About this task>
Leaving the pictures aside, repeat the entries exactly.

Information given>
::::::

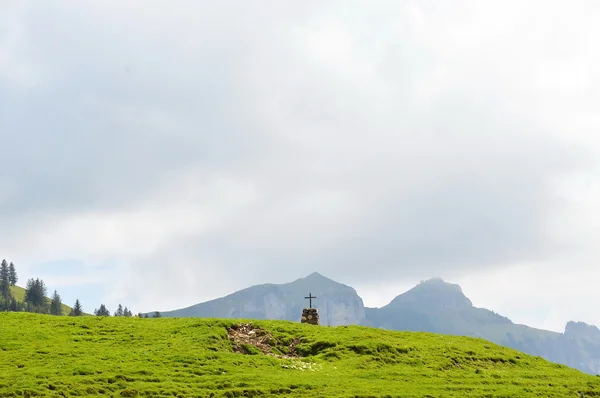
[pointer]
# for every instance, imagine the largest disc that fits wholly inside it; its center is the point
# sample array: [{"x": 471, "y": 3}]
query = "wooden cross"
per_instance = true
[{"x": 310, "y": 297}]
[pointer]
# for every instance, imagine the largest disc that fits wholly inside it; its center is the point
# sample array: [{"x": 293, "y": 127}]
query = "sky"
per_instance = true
[{"x": 160, "y": 156}]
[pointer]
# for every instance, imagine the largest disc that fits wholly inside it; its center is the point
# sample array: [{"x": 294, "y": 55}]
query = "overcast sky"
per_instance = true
[{"x": 159, "y": 155}]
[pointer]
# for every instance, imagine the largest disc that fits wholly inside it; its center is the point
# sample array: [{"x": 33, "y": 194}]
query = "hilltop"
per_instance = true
[
  {"x": 50, "y": 356},
  {"x": 19, "y": 295},
  {"x": 431, "y": 306}
]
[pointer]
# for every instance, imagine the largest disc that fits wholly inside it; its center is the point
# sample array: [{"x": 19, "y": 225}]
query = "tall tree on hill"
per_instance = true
[
  {"x": 5, "y": 281},
  {"x": 119, "y": 311},
  {"x": 12, "y": 274},
  {"x": 14, "y": 305},
  {"x": 56, "y": 304},
  {"x": 35, "y": 296},
  {"x": 77, "y": 310},
  {"x": 102, "y": 311}
]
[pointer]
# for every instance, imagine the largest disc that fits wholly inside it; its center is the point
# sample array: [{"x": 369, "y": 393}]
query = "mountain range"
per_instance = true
[{"x": 431, "y": 306}]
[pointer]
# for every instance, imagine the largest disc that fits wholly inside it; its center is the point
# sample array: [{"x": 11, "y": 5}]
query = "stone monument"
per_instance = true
[{"x": 310, "y": 315}]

::::::

Task answer>
[pointer]
# for every instance, imagine the largest disc that fits wholly inside it; its center is the point
# sample array: [{"x": 471, "y": 3}]
query = "wooden cross"
per_instance = true
[{"x": 310, "y": 297}]
[pointer]
# for every instance, imagine the largest disc that fits wholly inside it; its center is the point
# sample array: [{"x": 293, "y": 127}]
query = "sky"
per_instance = true
[{"x": 160, "y": 156}]
[pointer]
# for every instance, imagine the largest disc that fits wholly inside it; its center is the point
# sample array: [{"x": 294, "y": 55}]
query = "overcast sky"
per_instance = true
[{"x": 159, "y": 155}]
[pointer]
# for every instance, imagine the largest disc that fits wholly inside it; its center is the point
# sample array: [{"x": 33, "y": 194}]
query = "hilltop"
per_instance = true
[
  {"x": 50, "y": 356},
  {"x": 19, "y": 295},
  {"x": 431, "y": 306}
]
[pointer]
# for every instance, imagine the largest disc that fits wholly inside it; its center is the point
# sample array: [{"x": 19, "y": 225}]
query = "tall tree on hill"
per_instance = true
[
  {"x": 5, "y": 281},
  {"x": 119, "y": 311},
  {"x": 12, "y": 274},
  {"x": 14, "y": 305},
  {"x": 56, "y": 304},
  {"x": 35, "y": 296},
  {"x": 77, "y": 310},
  {"x": 102, "y": 311}
]
[pointer]
# for every instance, imagine the largest disc that fits wholly inside it; its center is the point
# sample array: [{"x": 369, "y": 393}]
query = "mountain range"
per_instance = true
[{"x": 431, "y": 306}]
[pointer]
# for every instance, imagine the largest disc that fits wholly inside it; its center is the point
# sample array: [{"x": 11, "y": 5}]
query = "stone monument"
per_instance = true
[{"x": 310, "y": 315}]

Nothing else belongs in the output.